> **Consigne**
Recopiez à l'identique le passage de l'extrait sur la jeunesse guinéenne qui s'ouvre sur les mots contenant "La forme de" et se clôt sur "besoin de nous.".

::: Extrait source :::

La forme de manifestation actuelle de la participation de la jeunesse à  la consolidation de la paix et de la cohésion sociale en ces périodes électorales est source de destruction du tissu social guinéen déjà très fragile. C’est pourquoi, en tant que jeune se considérant comme un électeur stratégique, je sollicite une participation responsable de tous les jeunes au moment au plus notre pays a besoin de nous.
Les jeunes doivent :

     •se former à la culture de la non-violence pour être des acteurs de paix et de cohésion sociale
•extérioriser leurs potentialités afin de contribuer à la gestion des affaires publiques ;
•se former au contrôle citoyen de l’action publique ;
•développer des capacités à accompagner les autorités et les partenaires au développement dans leur processus ;
•être capables d’initier des actions dans le cadre de la gestion des affaires publiques ;
•s’approprier la stratégie jeune du gouvernement et des partenaires au développement afin de les critiquer de façon objective ;
•développer entre associations des synergies généralistes, thématiques ou géographiques ;
•se structurer à l’échelle locale, régionale et internationale ;
•nouer des partenariats sur des actions d’information, formations, recherches, échanges, plaidoyers, etc.

::: Extraits des données :::

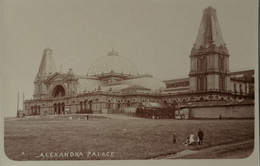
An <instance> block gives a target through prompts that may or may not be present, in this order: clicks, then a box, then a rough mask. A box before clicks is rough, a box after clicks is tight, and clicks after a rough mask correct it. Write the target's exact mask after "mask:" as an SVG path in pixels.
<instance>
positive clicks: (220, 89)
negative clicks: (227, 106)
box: [219, 76, 225, 91]
mask: <svg viewBox="0 0 260 166" xmlns="http://www.w3.org/2000/svg"><path fill="white" fill-rule="evenodd" d="M219 90H220V91H224V90H225V77H224V76H222V77H219Z"/></svg>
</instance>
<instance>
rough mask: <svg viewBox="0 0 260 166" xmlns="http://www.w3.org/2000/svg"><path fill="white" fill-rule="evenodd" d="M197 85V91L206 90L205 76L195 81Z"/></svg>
mask: <svg viewBox="0 0 260 166" xmlns="http://www.w3.org/2000/svg"><path fill="white" fill-rule="evenodd" d="M197 83H198V90H200V91H205V90H207V77H206V76H202V77H199V78H198V80H197Z"/></svg>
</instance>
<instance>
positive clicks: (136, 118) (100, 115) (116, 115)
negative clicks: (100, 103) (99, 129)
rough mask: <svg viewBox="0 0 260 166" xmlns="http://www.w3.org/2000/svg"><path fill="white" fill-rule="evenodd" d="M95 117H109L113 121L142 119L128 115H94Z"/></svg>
mask: <svg viewBox="0 0 260 166" xmlns="http://www.w3.org/2000/svg"><path fill="white" fill-rule="evenodd" d="M93 115H95V116H104V117H108V118H111V119H141V118H138V117H133V116H127V115H119V114H93Z"/></svg>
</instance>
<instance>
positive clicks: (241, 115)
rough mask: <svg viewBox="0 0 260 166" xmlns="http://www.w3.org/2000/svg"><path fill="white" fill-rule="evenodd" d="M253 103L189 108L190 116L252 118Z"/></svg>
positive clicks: (228, 117)
mask: <svg viewBox="0 0 260 166" xmlns="http://www.w3.org/2000/svg"><path fill="white" fill-rule="evenodd" d="M254 110H255V109H254V105H236V106H215V107H197V108H190V112H189V114H190V118H191V119H196V118H220V116H221V118H254Z"/></svg>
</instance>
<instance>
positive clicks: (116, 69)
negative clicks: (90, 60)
mask: <svg viewBox="0 0 260 166" xmlns="http://www.w3.org/2000/svg"><path fill="white" fill-rule="evenodd" d="M111 72H114V73H120V74H129V75H137V74H138V71H137V67H136V66H135V64H134V63H133V62H132V61H131V60H129V59H127V58H125V57H122V56H119V55H118V52H116V51H114V49H113V50H112V51H111V52H109V53H108V56H104V57H101V58H99V59H97V60H96V61H95V62H94V63H92V65H91V66H90V67H89V69H88V75H89V76H93V75H99V74H106V73H111Z"/></svg>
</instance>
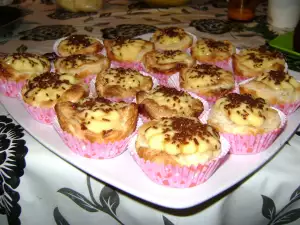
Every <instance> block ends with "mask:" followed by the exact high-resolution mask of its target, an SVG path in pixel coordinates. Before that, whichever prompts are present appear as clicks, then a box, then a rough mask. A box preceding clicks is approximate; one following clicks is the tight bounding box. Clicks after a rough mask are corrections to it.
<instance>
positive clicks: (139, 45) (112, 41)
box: [103, 38, 154, 63]
mask: <svg viewBox="0 0 300 225" xmlns="http://www.w3.org/2000/svg"><path fill="white" fill-rule="evenodd" d="M103 43H104V46H105V49H106V52H107V57H108V58H109V59H110V60H112V61H117V62H128V63H134V62H141V60H142V58H143V56H144V54H145V53H147V52H149V51H152V50H153V49H154V45H153V43H152V42H150V41H146V40H142V39H122V38H119V39H115V40H104V42H103Z"/></svg>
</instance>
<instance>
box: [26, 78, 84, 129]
mask: <svg viewBox="0 0 300 225" xmlns="http://www.w3.org/2000/svg"><path fill="white" fill-rule="evenodd" d="M87 95H88V90H87V87H86V86H83V85H81V84H78V82H77V80H76V79H75V78H74V77H73V76H72V75H67V74H59V73H50V72H47V73H43V74H41V75H38V76H35V77H32V78H30V79H29V80H28V82H27V83H26V84H25V85H24V86H23V88H22V91H21V101H22V103H23V104H24V106H25V108H26V109H27V111H28V112H29V113H30V115H31V116H32V117H33V118H34V119H35V120H37V121H39V122H41V123H45V124H52V122H53V119H54V117H55V111H54V106H55V104H56V103H58V102H63V101H72V102H76V101H78V100H79V99H80V98H82V97H83V96H87Z"/></svg>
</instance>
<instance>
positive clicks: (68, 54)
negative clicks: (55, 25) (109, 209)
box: [57, 34, 103, 57]
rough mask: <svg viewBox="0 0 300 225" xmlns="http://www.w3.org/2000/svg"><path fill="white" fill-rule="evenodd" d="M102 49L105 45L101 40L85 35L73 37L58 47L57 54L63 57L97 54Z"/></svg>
mask: <svg viewBox="0 0 300 225" xmlns="http://www.w3.org/2000/svg"><path fill="white" fill-rule="evenodd" d="M102 49H103V45H102V43H101V42H100V41H99V40H97V39H96V38H94V37H90V36H88V35H84V34H74V35H71V36H69V37H67V38H66V39H64V40H62V41H61V42H60V43H59V44H58V46H57V52H58V53H59V55H60V56H63V57H66V56H69V55H76V54H96V53H98V52H100V51H101V50H102Z"/></svg>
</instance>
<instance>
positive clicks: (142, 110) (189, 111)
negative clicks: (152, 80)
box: [136, 86, 204, 119]
mask: <svg viewBox="0 0 300 225" xmlns="http://www.w3.org/2000/svg"><path fill="white" fill-rule="evenodd" d="M136 102H137V104H138V105H139V110H140V112H141V114H143V115H144V116H146V117H148V118H150V119H159V118H162V117H171V116H189V117H198V116H200V114H201V113H202V112H203V110H204V106H203V104H202V102H201V101H200V100H198V99H196V98H193V97H192V96H190V95H189V94H188V93H186V92H184V91H178V90H176V89H175V88H169V87H164V86H157V87H156V88H154V89H152V90H151V91H149V92H145V91H141V92H138V93H137V95H136Z"/></svg>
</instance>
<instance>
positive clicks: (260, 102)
mask: <svg viewBox="0 0 300 225" xmlns="http://www.w3.org/2000/svg"><path fill="white" fill-rule="evenodd" d="M225 98H226V99H228V101H229V103H226V104H225V106H224V108H225V109H226V110H230V109H234V108H238V107H239V106H240V105H241V104H242V103H244V104H246V105H247V106H249V107H250V109H252V108H257V109H263V108H264V107H265V106H266V102H265V100H264V99H262V98H253V97H252V96H251V95H250V94H237V93H229V94H227V95H226V96H225Z"/></svg>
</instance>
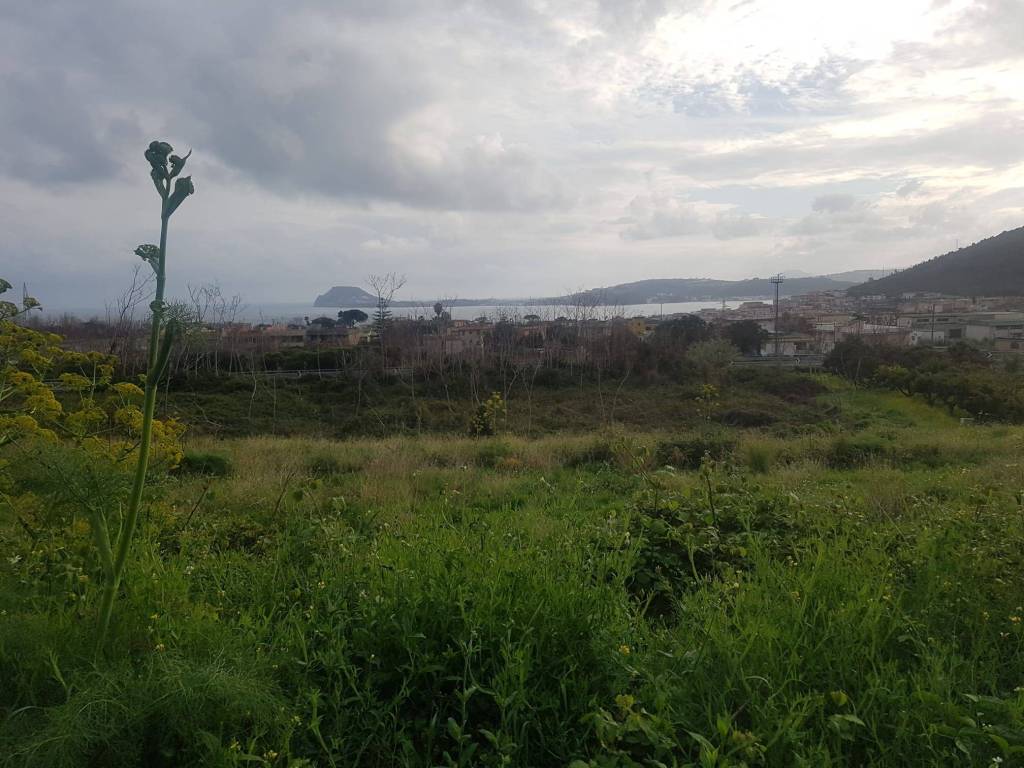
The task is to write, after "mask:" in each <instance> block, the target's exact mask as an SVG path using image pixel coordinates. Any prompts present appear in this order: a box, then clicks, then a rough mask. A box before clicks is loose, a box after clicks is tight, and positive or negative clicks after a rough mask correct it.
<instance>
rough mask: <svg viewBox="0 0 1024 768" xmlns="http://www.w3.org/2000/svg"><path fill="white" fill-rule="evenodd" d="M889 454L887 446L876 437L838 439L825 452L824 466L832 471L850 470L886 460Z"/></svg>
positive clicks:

:::

> **Exercice corrigé**
La forme de manifestation actuelle de la participation de la jeunesse à  la consolidation de la paix et de la cohésion sociale en ces périodes électorales est source de destruction du tissu social guinéen déjà très fragile. C’est pourquoi, en tant que jeune se considérant comme un électeur stratégique, je sollicite une participation responsable de tous les jeunes au moment au plus notre pays a besoin de nous.